> _Exercise prompt_
For each statement below, answer yes or no according to the comment thread, and quote the words from the comment thread that decide it. 1. One comment proposes converting the unemployment benefit into a wage subsidy. 2. The commenter looking for a single link for friends considers Scott's FAQ inadequate. 3. One comment mentions a dog walker beating a dishwasher by 27%.

> _Document extract_
I would look for a way to turn the unemployment benefit into a wage subsidy. There has to be a cheap way to encourage work.
9. September 2011 at 12:45
TravisA,
What if we want people to KNOW they aren’t worth what they think?
What if the whole point of making productivity gains is for every distant agent to have detailed information of the comparable value of every skill they have for might gain?
What if what matters is knowing dishwasher beat dog walker by 27%?
9. September 2011 at 12:50
“Yes, but a 2% wage cut is basically equivalent to 2% more AD.”
How can this be true if the Fed Gov needs to borrow money taking it out of the economy to make up the loss in FICA?
9. September 2011 at 13:03
Friends–
Scott’s FAQ is fine but for a few friends I’d like to find definitive single-link “NGDP targeting for the relatively savvy person who is not a professional financial economist” page that explains why and how it would work. Bonus points if it explains the role of the “portfolio channel” and how the Fed actually creates the inflation.
9. September 2011 at 13:08
W. Peden, that was the idea, to counter the sticky wages. Sounds like a no-brainer to me.

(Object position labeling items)

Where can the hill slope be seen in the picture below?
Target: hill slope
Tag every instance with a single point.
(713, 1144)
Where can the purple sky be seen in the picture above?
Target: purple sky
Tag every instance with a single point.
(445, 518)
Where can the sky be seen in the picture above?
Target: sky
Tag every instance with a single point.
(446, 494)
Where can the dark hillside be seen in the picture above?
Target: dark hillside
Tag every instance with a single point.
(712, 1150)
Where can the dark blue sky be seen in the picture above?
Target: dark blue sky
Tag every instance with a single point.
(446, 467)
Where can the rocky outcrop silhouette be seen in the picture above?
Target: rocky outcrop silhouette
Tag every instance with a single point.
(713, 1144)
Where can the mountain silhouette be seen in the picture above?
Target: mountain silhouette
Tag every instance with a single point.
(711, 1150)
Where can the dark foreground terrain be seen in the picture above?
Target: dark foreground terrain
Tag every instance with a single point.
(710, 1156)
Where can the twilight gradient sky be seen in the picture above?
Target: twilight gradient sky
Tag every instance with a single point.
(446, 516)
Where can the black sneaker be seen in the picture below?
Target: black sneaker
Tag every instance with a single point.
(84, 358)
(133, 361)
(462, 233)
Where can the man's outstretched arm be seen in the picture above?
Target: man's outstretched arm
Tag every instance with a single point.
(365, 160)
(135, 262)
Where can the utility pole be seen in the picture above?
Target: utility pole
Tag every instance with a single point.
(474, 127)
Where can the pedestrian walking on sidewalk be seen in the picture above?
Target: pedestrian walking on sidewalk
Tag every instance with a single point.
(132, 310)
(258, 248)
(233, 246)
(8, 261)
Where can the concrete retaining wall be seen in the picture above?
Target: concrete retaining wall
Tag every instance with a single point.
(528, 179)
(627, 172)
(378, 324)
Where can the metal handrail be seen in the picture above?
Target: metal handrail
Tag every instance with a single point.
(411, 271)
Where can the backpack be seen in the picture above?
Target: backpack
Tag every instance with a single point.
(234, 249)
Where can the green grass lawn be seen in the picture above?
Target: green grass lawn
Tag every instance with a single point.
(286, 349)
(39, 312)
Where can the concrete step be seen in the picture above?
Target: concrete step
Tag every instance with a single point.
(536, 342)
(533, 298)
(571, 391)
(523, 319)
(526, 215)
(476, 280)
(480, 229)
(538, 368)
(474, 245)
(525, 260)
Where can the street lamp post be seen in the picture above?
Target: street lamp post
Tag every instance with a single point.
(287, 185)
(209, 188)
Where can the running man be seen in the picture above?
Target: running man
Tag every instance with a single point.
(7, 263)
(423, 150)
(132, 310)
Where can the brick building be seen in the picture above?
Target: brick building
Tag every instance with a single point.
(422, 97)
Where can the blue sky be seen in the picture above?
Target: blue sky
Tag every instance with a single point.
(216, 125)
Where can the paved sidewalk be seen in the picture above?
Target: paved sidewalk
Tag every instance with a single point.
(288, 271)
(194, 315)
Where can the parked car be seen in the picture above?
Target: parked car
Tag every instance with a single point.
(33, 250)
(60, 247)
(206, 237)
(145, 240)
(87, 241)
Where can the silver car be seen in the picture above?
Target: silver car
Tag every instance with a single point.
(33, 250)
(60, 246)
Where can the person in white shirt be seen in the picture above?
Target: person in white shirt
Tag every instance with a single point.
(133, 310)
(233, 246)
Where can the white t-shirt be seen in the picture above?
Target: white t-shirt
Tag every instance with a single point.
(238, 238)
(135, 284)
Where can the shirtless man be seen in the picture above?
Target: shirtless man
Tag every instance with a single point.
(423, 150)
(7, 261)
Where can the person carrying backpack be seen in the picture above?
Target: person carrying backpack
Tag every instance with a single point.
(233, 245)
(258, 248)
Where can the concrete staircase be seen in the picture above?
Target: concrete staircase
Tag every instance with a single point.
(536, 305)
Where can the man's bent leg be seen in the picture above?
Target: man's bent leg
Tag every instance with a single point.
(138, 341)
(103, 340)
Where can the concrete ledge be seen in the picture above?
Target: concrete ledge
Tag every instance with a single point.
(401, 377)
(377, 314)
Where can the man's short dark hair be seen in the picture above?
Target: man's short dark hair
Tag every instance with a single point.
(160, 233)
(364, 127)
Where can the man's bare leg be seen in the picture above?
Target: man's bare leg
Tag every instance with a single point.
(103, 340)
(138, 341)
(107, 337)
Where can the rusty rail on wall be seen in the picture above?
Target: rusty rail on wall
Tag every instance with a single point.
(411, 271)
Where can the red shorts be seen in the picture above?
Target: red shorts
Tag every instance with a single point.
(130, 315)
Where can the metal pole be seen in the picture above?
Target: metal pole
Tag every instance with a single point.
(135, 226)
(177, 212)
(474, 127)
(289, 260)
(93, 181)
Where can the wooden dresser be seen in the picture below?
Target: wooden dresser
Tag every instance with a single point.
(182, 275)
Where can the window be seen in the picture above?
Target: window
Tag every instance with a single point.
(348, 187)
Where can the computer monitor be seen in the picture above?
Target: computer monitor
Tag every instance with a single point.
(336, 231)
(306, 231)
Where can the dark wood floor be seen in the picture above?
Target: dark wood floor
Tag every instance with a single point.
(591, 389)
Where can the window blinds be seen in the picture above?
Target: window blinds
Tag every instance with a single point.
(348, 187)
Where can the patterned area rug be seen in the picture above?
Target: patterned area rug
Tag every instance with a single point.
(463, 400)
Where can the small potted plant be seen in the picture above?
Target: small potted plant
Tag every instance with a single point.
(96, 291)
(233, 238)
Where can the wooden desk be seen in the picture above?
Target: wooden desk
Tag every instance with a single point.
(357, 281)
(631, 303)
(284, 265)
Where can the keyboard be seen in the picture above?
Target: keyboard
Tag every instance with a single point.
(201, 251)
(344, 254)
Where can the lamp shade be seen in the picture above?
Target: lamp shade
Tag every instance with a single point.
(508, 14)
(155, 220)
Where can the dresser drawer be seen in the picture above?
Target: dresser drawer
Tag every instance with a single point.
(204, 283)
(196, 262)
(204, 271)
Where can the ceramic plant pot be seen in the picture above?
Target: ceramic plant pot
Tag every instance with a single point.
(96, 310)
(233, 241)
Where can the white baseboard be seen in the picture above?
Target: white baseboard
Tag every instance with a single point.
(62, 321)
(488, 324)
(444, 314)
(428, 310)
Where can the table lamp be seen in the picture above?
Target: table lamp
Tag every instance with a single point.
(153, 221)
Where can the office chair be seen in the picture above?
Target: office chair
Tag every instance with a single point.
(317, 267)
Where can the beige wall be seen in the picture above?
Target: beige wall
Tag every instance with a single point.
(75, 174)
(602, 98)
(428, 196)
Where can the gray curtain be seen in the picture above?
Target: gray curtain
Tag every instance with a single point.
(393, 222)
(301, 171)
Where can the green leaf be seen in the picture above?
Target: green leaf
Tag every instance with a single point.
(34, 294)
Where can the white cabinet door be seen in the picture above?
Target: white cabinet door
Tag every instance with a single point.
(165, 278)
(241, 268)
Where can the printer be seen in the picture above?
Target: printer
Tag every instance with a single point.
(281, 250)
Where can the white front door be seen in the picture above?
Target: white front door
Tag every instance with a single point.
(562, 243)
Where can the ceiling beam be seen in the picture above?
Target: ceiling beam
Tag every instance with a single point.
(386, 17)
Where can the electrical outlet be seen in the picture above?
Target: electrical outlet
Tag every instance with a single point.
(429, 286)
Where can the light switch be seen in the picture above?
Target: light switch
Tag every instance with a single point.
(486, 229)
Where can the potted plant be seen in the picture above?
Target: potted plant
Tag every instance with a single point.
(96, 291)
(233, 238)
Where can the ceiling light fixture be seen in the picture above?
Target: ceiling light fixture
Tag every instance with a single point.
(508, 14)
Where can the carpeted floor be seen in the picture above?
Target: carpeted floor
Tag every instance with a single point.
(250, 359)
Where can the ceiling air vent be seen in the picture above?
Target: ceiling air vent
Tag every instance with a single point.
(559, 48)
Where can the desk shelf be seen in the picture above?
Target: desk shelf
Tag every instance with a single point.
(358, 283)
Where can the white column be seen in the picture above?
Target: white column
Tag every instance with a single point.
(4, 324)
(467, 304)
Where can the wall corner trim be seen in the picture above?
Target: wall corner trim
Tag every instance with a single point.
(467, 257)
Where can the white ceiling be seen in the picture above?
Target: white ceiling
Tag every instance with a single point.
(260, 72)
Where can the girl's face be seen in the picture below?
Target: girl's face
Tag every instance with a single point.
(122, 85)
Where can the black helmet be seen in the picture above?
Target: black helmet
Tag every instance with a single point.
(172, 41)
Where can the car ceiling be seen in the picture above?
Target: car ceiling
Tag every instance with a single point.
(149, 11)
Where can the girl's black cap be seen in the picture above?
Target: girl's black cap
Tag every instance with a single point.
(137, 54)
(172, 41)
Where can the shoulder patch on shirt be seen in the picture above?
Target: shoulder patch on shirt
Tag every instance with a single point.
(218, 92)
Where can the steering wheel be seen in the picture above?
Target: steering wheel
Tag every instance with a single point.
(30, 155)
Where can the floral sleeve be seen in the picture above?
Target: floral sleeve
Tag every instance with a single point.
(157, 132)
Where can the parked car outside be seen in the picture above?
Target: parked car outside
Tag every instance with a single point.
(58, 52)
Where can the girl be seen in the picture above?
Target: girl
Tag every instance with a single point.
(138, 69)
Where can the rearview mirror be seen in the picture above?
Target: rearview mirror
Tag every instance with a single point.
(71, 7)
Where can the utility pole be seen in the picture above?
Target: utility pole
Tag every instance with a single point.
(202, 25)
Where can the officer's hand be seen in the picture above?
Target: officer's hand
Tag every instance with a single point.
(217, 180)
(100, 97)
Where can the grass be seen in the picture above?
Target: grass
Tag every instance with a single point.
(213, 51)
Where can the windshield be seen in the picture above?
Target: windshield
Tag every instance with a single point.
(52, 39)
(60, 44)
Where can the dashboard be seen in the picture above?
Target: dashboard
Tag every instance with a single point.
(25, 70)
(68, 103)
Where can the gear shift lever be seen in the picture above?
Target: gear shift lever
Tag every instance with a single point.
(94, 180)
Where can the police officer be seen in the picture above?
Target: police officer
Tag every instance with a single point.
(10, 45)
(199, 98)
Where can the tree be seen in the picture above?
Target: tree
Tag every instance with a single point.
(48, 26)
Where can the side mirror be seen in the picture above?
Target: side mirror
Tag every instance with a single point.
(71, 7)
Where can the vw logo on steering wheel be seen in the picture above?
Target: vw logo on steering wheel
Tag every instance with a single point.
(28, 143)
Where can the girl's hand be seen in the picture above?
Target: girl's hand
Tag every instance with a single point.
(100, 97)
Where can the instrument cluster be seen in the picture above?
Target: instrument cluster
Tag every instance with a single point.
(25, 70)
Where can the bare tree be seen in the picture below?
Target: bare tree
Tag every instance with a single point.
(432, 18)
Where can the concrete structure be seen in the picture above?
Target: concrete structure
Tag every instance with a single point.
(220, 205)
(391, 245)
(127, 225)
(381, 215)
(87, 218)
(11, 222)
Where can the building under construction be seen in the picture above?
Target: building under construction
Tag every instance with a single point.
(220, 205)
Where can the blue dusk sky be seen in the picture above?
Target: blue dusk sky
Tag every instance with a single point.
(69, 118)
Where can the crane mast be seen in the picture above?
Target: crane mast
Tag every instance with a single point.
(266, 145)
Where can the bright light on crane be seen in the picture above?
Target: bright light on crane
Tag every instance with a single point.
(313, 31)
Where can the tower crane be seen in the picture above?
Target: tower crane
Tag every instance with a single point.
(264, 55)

> _The response_
1. Yes: "I would look for a way to turn the unemployment benefit into a wage subsidy."
2. No: "Scott’s FAQ is fine"
3. No: "dishwasher beat dog walker by 27%"